Convert every line of the material below into a JSON list of strings, one string per line, leaving out any blank lines.

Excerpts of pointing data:
——————————
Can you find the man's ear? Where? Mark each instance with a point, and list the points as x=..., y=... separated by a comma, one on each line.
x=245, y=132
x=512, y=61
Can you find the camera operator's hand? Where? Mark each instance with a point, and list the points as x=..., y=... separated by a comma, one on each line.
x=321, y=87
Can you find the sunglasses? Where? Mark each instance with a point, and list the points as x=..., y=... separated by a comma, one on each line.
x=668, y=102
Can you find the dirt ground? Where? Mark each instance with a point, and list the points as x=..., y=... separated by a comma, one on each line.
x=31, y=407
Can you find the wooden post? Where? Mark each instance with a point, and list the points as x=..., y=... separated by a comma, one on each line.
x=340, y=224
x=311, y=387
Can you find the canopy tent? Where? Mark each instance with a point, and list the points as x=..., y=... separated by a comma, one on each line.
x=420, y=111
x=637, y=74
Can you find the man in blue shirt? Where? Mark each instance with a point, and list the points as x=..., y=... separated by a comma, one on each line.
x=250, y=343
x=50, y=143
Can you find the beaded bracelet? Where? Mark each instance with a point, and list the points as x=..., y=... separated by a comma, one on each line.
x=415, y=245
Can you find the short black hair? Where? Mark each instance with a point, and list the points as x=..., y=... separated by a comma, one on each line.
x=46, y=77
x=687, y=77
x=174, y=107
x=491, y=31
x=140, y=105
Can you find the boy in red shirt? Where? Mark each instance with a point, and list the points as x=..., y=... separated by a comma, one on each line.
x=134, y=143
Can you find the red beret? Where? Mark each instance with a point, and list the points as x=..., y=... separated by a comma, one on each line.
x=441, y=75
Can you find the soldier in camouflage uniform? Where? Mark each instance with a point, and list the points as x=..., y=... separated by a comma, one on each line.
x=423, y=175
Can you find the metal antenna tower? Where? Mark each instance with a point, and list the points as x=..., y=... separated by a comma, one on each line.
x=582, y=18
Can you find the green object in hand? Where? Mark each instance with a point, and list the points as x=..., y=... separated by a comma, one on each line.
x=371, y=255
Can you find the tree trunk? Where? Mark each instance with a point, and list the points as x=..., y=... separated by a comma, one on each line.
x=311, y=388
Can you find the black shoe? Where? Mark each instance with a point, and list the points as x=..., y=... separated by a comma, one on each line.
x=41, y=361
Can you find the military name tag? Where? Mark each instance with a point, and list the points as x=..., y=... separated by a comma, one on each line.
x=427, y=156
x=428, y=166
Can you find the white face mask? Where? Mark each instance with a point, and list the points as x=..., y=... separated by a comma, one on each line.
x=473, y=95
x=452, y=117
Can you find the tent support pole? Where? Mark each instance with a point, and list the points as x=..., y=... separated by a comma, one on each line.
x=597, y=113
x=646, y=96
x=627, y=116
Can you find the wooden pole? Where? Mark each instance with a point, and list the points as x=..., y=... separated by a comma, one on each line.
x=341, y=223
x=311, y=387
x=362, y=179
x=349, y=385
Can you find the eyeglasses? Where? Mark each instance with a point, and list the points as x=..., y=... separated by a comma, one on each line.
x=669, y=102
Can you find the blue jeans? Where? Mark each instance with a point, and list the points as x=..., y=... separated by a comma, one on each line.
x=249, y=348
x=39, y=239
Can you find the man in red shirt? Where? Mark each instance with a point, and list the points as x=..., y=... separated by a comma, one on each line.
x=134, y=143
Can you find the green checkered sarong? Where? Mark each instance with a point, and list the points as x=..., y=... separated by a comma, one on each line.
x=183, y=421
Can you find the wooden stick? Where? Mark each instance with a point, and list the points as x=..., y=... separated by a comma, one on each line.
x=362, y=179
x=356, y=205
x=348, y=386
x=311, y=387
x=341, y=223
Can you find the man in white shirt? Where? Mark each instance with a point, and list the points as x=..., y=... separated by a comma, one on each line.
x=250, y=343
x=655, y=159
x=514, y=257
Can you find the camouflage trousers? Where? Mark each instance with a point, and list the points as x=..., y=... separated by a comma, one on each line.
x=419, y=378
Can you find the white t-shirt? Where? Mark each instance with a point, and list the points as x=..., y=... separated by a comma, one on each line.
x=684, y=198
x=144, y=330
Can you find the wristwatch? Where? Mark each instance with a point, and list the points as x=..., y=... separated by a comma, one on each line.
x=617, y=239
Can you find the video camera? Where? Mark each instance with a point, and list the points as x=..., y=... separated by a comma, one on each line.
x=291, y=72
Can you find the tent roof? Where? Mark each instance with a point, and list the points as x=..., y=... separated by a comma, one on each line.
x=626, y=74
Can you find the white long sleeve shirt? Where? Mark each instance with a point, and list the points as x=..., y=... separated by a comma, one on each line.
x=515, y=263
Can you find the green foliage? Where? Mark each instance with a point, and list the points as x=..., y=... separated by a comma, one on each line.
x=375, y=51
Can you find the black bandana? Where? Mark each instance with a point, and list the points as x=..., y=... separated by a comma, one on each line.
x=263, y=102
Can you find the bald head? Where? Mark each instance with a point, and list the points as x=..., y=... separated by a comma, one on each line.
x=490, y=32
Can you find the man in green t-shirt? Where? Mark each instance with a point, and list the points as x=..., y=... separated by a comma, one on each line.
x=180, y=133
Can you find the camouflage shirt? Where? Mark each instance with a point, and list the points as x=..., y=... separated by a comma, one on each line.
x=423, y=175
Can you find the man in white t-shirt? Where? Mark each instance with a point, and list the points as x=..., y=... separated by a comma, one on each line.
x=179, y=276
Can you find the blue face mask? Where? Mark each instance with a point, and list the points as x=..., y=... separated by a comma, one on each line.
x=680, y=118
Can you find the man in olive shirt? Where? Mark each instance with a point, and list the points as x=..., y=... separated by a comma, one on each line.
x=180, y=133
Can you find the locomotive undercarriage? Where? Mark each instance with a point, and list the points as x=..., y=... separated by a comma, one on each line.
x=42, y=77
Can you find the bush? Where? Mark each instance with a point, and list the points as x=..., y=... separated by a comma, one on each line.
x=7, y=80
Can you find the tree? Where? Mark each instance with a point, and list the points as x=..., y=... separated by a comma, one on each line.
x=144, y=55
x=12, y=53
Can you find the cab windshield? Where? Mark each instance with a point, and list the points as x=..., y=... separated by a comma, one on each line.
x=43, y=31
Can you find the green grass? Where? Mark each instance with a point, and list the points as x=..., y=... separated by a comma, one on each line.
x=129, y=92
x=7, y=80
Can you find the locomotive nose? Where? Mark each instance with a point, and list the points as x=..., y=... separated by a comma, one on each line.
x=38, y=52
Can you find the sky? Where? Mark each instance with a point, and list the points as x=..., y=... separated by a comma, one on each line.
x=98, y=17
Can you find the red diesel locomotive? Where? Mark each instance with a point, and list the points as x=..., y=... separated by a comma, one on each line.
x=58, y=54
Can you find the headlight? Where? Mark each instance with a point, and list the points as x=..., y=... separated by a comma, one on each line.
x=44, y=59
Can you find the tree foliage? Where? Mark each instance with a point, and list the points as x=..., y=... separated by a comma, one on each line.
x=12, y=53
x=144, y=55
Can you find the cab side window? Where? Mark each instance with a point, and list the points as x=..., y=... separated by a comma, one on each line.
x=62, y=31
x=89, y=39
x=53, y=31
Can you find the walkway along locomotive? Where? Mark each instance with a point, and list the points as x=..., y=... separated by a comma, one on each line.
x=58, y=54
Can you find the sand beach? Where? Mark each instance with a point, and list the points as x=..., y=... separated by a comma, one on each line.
——————————
Answer to this problem:
[
  "Can you find the man's ear? Where? Mark each instance with a point, and list the points as x=..., y=... separated by a comma, one on each line.",
  "x=245, y=132",
  "x=512, y=61",
  "Can you find the camera operator's hand? Where? Mark each instance with a point, and list the points as x=..., y=... separated by a comma, one on each line.",
  "x=321, y=87",
  "Can you find the sunglasses? Where? Mark each instance with a point, and list the points as x=..., y=... separated by a comma, one on each line.",
  "x=668, y=102",
  "Can you find the dirt ground? Where? Mark each instance with a point, and list the points as x=..., y=... separated by a comma, one on each line.",
  "x=31, y=407",
  "Can you find the wooden post? Where? Mark each instance with a point, and list the points as x=..., y=... separated by a comma, one on each line.",
  "x=340, y=224",
  "x=311, y=387",
  "Can you find the canopy tent? Where? Mark each instance with a point, and list the points as x=..., y=... separated by a comma, one on each line.",
  "x=420, y=111",
  "x=637, y=74",
  "Can you find the man in blue shirt? Where? Mark each instance with a point, and list the points as x=..., y=... separated by a comma, one on each line.",
  "x=250, y=343",
  "x=50, y=143",
  "Can you find the beaded bracelet? Where? Mark each instance with a point, and list the points as x=..., y=... separated by a comma, one on each line.",
  "x=415, y=245",
  "Can you find the short black hair? Where? Mark each instance with a point, and list the points as x=..., y=... separated by a comma, one on each line.",
  "x=46, y=77",
  "x=687, y=77",
  "x=174, y=107",
  "x=491, y=31",
  "x=140, y=105",
  "Can you find the boy in red shirt? Where? Mark each instance with a point, and list the points as x=..., y=... separated by a comma, one on each line.",
  "x=134, y=143",
  "Can you find the red beret? Where? Mark each instance with a point, and list the points as x=..., y=... separated by a comma, one on each line.",
  "x=441, y=75",
  "Can you find the soldier in camouflage uniform? Where? Mark each instance with a point, and list the points as x=..., y=... separated by a comma, one on each line.",
  "x=423, y=175",
  "Can you find the metal antenna tower? Where? Mark each instance with a point, and list the points as x=..., y=... separated by a comma, one on each line.",
  "x=582, y=18",
  "Can you find the green object in hand? Where? Mark each instance with a point, and list the points as x=..., y=... separated by a comma, one on each line.",
  "x=371, y=255",
  "Can you find the tree trunk? Where? Mark each instance with a point, and list the points as x=..., y=... separated by a comma, one on each line.",
  "x=311, y=388",
  "Can you find the black shoe? Where? Mark each instance with a point, and list the points as x=..., y=... separated by a comma, one on each line.",
  "x=41, y=361",
  "Can you find the military name tag? Where? Mark each instance with a point, and list the points as x=..., y=... separated by a comma, one on each line.",
  "x=427, y=156",
  "x=428, y=166",
  "Can you find the white face mask? Where? Mark each instance with a point, and list the points as x=..., y=... separated by a comma, one on each line.",
  "x=473, y=95",
  "x=452, y=117",
  "Can you find the tent support pole? Where? Mark each instance with a point, and list the points as x=..., y=... separated by a comma, one on each line.",
  "x=597, y=113",
  "x=646, y=96",
  "x=627, y=116",
  "Can you find the wooden pole? Where? Mark each instance with a point, and list the points as x=..., y=... separated by a comma, one on each line.",
  "x=341, y=223",
  "x=311, y=387",
  "x=362, y=179",
  "x=349, y=385",
  "Can you find the eyeglasses? Where? Mark each instance with a point, and list the points as x=..., y=... separated by a comma, one on each line.",
  "x=669, y=102",
  "Can you find the blue jeans? Where? Mark each instance with a point, and list the points as x=..., y=... separated by a comma, one on each line.",
  "x=249, y=348",
  "x=39, y=239",
  "Can you find the man in red shirt? Where? Mark each instance with a point, and list the points as x=..., y=... separated by a comma, one on each line.",
  "x=134, y=143",
  "Can you find the green checkered sarong? Where? Mark each instance with a point, and list the points as x=..., y=... separated by a comma, one on each line.",
  "x=183, y=421",
  "Can you find the wooden stick? Where? Mark each instance with a point, and list the points as x=..., y=... separated by a comma, one on each line.",
  "x=362, y=179",
  "x=356, y=205",
  "x=348, y=386",
  "x=311, y=387",
  "x=341, y=223",
  "Can you find the man in white shirt? Where? Mark each instance with a point, and list the points as x=..., y=... separated by a comma, one on each line.",
  "x=250, y=343",
  "x=655, y=159",
  "x=514, y=257",
  "Can you find the camouflage trousers? Where? Mark each instance with a point, and list the points as x=..., y=... separated by a comma, one on each line.",
  "x=419, y=378",
  "Can you find the white t-shirt? Where? Mark each instance with a point, and list the points as x=..., y=... separated by a comma, one on each line.",
  "x=684, y=198",
  "x=144, y=330",
  "Can you find the wristwatch? Where? Mark each instance with a point, and list the points as x=..., y=... separated by a comma, one on each line.",
  "x=617, y=239",
  "Can you find the video camera? Where? Mark each instance with a point, and list the points as x=..., y=... separated by a comma, one on each line.",
  "x=291, y=72",
  "Can you find the tent roof? Where? Mark each instance with a point, and list the points as x=..., y=... separated by a comma, one on each line.",
  "x=626, y=74",
  "Can you find the white long sleeve shirt? Where? Mark each instance with a point, and list the points as x=..., y=... separated by a comma, one on each line.",
  "x=515, y=263",
  "Can you find the green foliage? Where? Mark each instance with a point, and list the points as x=..., y=... separated by a comma, one on each line.",
  "x=375, y=51",
  "Can you find the black bandana? Where? Mark each instance with a point, and list the points as x=..., y=... separated by a comma, one on each line.",
  "x=263, y=102",
  "Can you find the bald head? Where? Mark each instance with a point, and list the points as x=..., y=... separated by a comma, one on each line.",
  "x=490, y=32",
  "Can you find the man in green t-shirt? Where? Mark each instance with a point, and list the points as x=..., y=... separated by a comma, one on each line.",
  "x=180, y=133",
  "Can you find the camouflage shirt? Where? Mark each instance with a point, and list the points as x=..., y=... separated by a comma, one on each line.",
  "x=423, y=175",
  "Can you find the man in white t-shirt? Where? Mark each instance with a point, and list the points as x=..., y=... separated by a comma, one on each line.",
  "x=179, y=276",
  "Can you find the blue face mask? Where? Mark each instance with a point, and list the points as x=..., y=... separated by a comma, one on each line.",
  "x=680, y=118",
  "Can you find the man in olive shirt? Where? Mark each instance with a point, and list the points as x=..., y=... separated by a comma, one on each line.",
  "x=180, y=133",
  "Can you find the locomotive undercarriage? Where? Mark each instance with a point, and list the points as x=..., y=... separated by a comma, one on each line.",
  "x=42, y=77",
  "Can you find the bush? Where? Mark each instance with a point, and list the points as x=..., y=... separated by a comma, one on each line.",
  "x=7, y=80",
  "Can you find the tree? Where? Mark each instance with a point, and list the points as x=..., y=... separated by a comma, one on each line.",
  "x=144, y=55",
  "x=12, y=53",
  "Can you find the cab windshield? Where? Mark each instance with a point, and list the points as x=..., y=... separated by a comma, one on each line.",
  "x=43, y=31",
  "Can you find the green grass? Where? Mark each instance with a point, and list the points as x=..., y=... separated by a comma, one on each line.",
  "x=129, y=92",
  "x=7, y=80",
  "Can you find the locomotive nose? Where? Mark each instance with a point, and list the points as x=..., y=... separated by a comma, one on each line.",
  "x=38, y=52",
  "Can you find the sky? Where? Mark each instance with a point, and list the points as x=..., y=... separated by a comma, one on each line.",
  "x=98, y=17",
  "Can you find the red diesel locomotive? Where? Mark each instance with a point, and list the points as x=..., y=... separated by a comma, one on each line.",
  "x=58, y=54",
  "Can you find the headlight? Where? Mark each instance with a point, and list the points as x=..., y=... separated by a comma, one on each line.",
  "x=44, y=59",
  "Can you find the tree foliage? Where? Mark each instance with a point, and list the points as x=..., y=... separated by a comma, one on each line.",
  "x=12, y=53",
  "x=144, y=55",
  "Can you find the cab side window? Where? Mark each instance with a point, and list the points as x=..., y=... separated by a comma, one on each line.",
  "x=62, y=31",
  "x=89, y=39",
  "x=53, y=31",
  "Can you find the walkway along locomotive? Where? Mark each instance with a point, and list the points as x=..., y=... separated by a comma, one on each line.",
  "x=58, y=54",
  "Can you find the sand beach? Where? Mark each instance with a point, and list the points as x=..., y=... separated by a comma, one on each line."
]